TASK DESCRIPTION.
From the passage on non-profit drug development, quote word for word the stretch that begins with "In this respect, we" and ends with "the pharmaceutical/biotech companies.".

Beyond business
Rare Partners represents a new approach aimed at giving a solution to the well-known problem of finding resources for development of drugs with limited economic return on investment (the so-called orphan drugs).
In this respect, we can not speak of a new “business model” (in most cases there is no business), but rather of a new way to approach the problem and a new opportunity of partnership between the non profit world, the scientific community and the pharmaceutical/biotech companies.
There are very few precedents of “non profit pharmaceutical companies”. We took inspiration from the experience of the Institute for One World Health (iOWH, now a drug development program of PATH), which was founded by Victoria Hale in year 2000 and is very active in the field of neglected diseases, strongly supported by Bill & Melinda Gates Foundation. In 2006 iOWH has obtained the marketing approval in India for the use of paromomycin, an off-patent antibiotic agent, in visceral leishmaniasis, a disease that affects each year about 500,000 people and is almost always fatal if left untreated.
We believe that the same successful approach of iOWH can be applied to the rare diseases field. There are already examples of non profit organizations engaged into development of therapies for orphan genetic diseases. In France Genethon is conducting clinical trials for treating gamma-sarcoglycanopathy and Wiskott-Aldrich syndrome. In Italy Telethon has developed, in collaboration with the Istituto Scientifico San Raffaele, a gene therapy protocol for ADA-SCID, which has been already successfully applied to 14 children and has been recently the subject of a strategic alliance between Telethon and GlaxoSmithKline (GSK).

DATA TO EXAMINE.
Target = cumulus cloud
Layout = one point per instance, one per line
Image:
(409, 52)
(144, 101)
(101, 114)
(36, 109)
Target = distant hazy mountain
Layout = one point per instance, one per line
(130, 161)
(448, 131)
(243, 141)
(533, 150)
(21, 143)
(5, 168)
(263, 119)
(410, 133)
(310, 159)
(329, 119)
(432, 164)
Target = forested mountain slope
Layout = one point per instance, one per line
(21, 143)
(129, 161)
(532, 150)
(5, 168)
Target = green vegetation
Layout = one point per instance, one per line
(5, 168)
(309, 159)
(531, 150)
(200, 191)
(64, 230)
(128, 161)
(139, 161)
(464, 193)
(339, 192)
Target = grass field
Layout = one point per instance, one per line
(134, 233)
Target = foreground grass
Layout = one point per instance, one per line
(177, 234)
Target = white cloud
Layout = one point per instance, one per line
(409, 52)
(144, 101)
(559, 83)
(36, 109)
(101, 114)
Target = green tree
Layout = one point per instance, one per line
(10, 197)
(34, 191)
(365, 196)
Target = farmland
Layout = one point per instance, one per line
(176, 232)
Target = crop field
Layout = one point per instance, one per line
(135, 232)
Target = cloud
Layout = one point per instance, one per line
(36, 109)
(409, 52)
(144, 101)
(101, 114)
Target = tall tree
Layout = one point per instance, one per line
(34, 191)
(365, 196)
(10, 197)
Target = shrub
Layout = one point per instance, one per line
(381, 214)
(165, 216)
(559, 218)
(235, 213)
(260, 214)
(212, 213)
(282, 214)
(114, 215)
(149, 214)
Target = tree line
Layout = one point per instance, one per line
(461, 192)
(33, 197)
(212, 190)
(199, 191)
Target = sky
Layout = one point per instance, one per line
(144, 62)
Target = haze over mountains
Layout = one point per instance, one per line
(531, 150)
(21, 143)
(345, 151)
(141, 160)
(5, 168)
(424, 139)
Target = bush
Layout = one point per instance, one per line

SOLUTION TO THIS TASK.
In this respect, we can not speak of a new “business model” (in most cases there is no business), but rather of a new way to approach the problem and a new opportunity of partnership between the non profit world, the scientific community and the pharmaceutical/biotech companies.